== Textauszug

Sogar 29 Küchenchefs haben es neu in die Kategorie der 1-Stern-Restaurants geschafft, die jetzt bei 209 Häusern liegt. Neun von ihnen liegen in Nordrhein-Westfalen, darunter das "Enzo im Schiffchen" in Düsseldorf und "Bembergs Häuschen" in Euskirchen. An zweiter Stelle mit acht neuen 1-Stern-Häusern liegt Baden-Württemberg. Hier wurden unter anderem das "Erbprinz" in Ettlingen und das "Yosh" in Stuttgart ausgezeichnet.
Von den 24 Restaurants, deren Sterne im neuen "Guide Michelin gestrichen wurden, haben 8 geschlossen beziehungsweise schließen zum Jahresende. Abgestuft wurden unter anderem das "Quadriga" in Berlin und das "Brenners Park-Restaurant" in Baden-Baden.

====
== Bereitgestelltes Material

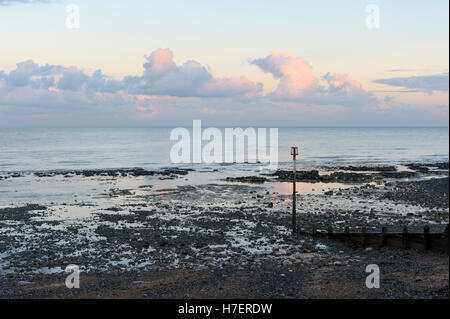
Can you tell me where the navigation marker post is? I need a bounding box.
[291,146,298,234]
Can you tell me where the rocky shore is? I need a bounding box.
[0,163,449,298]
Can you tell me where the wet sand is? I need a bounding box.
[0,163,449,298]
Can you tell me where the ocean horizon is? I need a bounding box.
[0,125,449,172]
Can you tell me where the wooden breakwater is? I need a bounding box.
[297,225,449,253]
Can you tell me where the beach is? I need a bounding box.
[0,162,449,298]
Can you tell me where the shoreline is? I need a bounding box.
[0,162,449,298]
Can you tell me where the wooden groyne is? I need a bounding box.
[297,225,449,253]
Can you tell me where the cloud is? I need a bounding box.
[0,0,54,6]
[373,73,449,93]
[249,51,378,107]
[0,49,448,125]
[124,49,262,97]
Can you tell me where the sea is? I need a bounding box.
[0,127,449,172]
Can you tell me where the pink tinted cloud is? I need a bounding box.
[250,51,318,100]
[250,51,378,107]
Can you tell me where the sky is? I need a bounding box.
[0,0,449,127]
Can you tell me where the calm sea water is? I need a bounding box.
[0,128,449,171]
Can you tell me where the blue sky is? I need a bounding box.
[0,0,449,126]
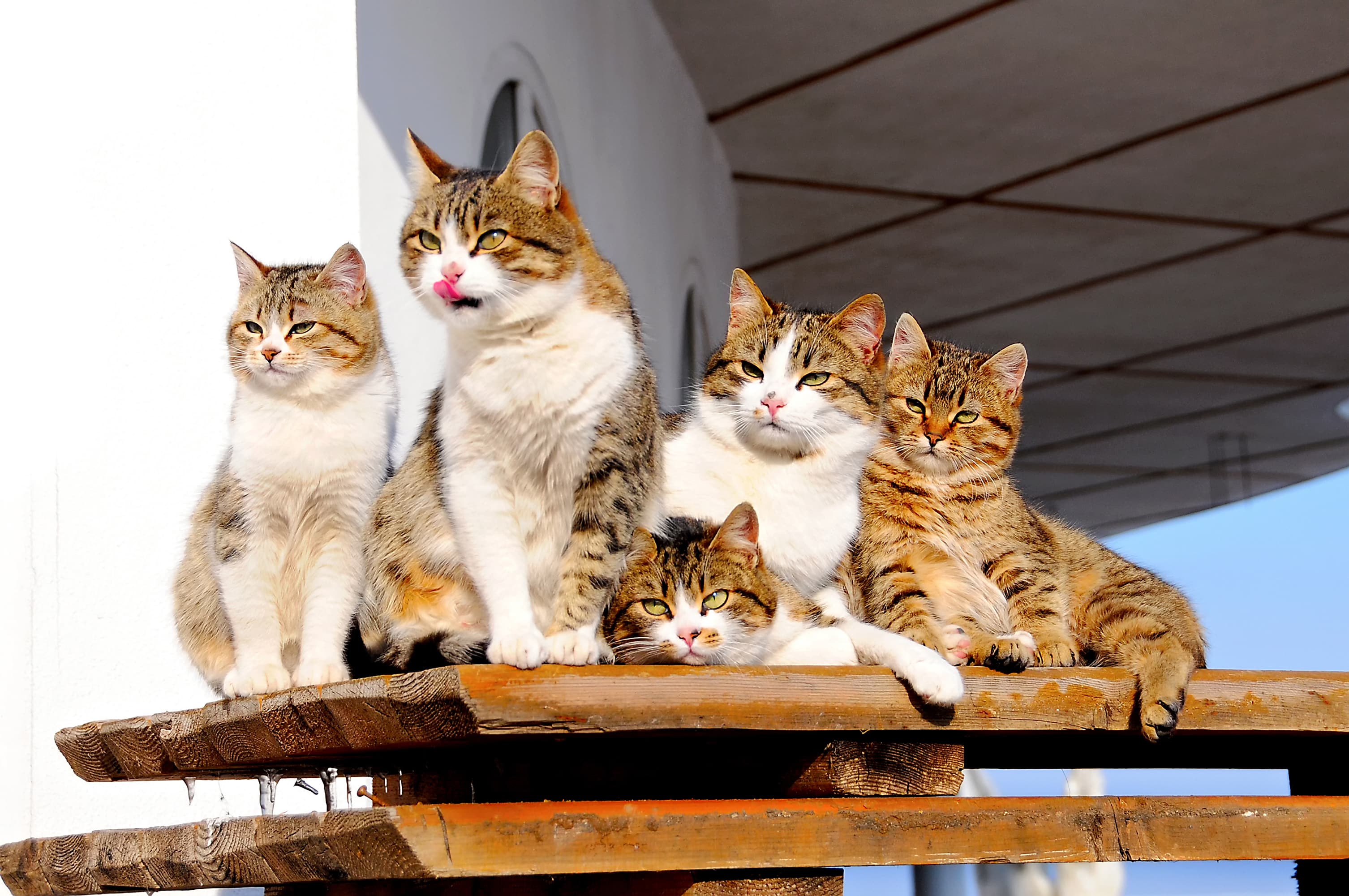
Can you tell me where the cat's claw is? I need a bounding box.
[940,625,970,665]
[296,660,351,688]
[220,663,290,698]
[546,629,599,665]
[901,651,965,706]
[487,629,548,669]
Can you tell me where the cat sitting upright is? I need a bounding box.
[174,244,398,696]
[661,270,965,703]
[359,131,661,668]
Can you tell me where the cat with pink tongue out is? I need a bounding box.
[655,270,965,703]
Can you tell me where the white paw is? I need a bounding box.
[901,648,965,706]
[941,625,970,665]
[220,663,290,696]
[296,660,351,688]
[546,629,599,665]
[487,626,548,669]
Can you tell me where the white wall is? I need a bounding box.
[0,0,735,842]
[356,0,738,426]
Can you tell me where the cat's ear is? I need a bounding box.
[496,131,563,209]
[726,267,773,337]
[408,128,455,193]
[890,314,932,367]
[627,529,656,566]
[829,293,885,364]
[980,343,1031,401]
[314,243,365,306]
[229,243,271,293]
[709,501,758,564]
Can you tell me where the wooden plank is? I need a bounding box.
[57,665,1349,781]
[266,868,843,896]
[0,796,1349,896]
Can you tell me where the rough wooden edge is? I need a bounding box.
[57,665,1349,781]
[0,796,1349,896]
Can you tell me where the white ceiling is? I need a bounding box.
[656,0,1349,532]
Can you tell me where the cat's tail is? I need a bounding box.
[1069,533,1205,741]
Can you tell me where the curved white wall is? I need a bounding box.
[0,0,735,863]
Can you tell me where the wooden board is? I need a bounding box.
[0,796,1349,896]
[57,665,1349,781]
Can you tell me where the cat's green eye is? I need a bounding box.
[703,591,731,613]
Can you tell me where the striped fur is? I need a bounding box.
[855,314,1203,739]
[359,131,661,668]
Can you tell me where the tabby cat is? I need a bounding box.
[604,503,857,665]
[359,131,661,668]
[174,244,398,696]
[857,314,1205,739]
[662,270,965,703]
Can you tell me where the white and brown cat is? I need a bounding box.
[174,244,398,696]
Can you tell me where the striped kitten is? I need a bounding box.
[662,270,963,703]
[855,314,1203,739]
[604,503,857,665]
[174,244,398,696]
[359,131,661,668]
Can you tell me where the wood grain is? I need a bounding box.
[57,665,1349,781]
[0,796,1349,896]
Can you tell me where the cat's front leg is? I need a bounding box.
[220,541,290,696]
[445,460,548,669]
[548,412,656,665]
[294,523,364,687]
[813,588,965,706]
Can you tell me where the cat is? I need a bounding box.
[661,270,965,703]
[855,314,1205,741]
[174,243,398,696]
[359,131,661,668]
[604,502,858,665]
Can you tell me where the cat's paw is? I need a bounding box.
[546,629,599,665]
[220,663,290,696]
[1138,700,1182,743]
[984,631,1035,672]
[902,651,965,706]
[1035,641,1078,667]
[487,626,548,669]
[937,625,973,665]
[294,660,351,688]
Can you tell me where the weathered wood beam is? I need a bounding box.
[57,665,1349,781]
[0,796,1349,896]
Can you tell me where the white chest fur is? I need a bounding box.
[229,360,398,511]
[440,298,638,613]
[662,416,876,595]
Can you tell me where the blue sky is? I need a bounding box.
[845,470,1349,896]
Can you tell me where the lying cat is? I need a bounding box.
[174,244,398,696]
[857,314,1203,739]
[604,503,858,665]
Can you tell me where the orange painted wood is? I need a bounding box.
[57,665,1349,781]
[0,796,1349,896]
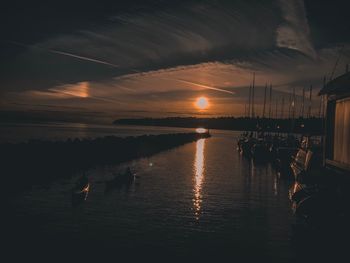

====

→ Zu bearbeiten
A. Wie viele der Restaurants, deren Sterne gestrichen wurden, haben laut dem Text über die Michelin-Sterne geschlossen oder schließen zum Jahresende?
B. Führe den Text über die Michelin-Sterne nach seinem letzten Satz fort.
Das Material wird hierfür nicht gebraucht.

→ Lösungen je Aufgabe
A. Acht der 24 Restaurants.

B.
Die derzeit weltweit gefeierte Küche der Regionalität mit ihrer Speerspitze Rene Redzepi vom Noma in Kopenhagen schmeckt ihnen nicht unbedingt in der Aufbereitung der hiesigen Szene. Sie monieren
"die Hinwendung zu Kraut und Gemüse im Dessert" und „dass bei dieser von der nordischen Küche inspirierten und hierzulande in deutscher Gründlichkeit nachvollzogenen Huldigung der Rohkost übersehen wird: Wenn das Hirn bereits deutliche Sättigungssignale sendet und der Gaumen durch das Wechselspiel unterschiedlicher Aromen ermattet ist, hat nur eine Geschmacksrichtung noch eine echte Chance, weil sie ganz anders ist: das Süße.“
Einfallslose Köche durchstöberten das Internet, um anderer Köche Ideen weniger kreativ auf die Karte zu setzen, schimpfen die Autoren in der 30. Ausgabe weiter.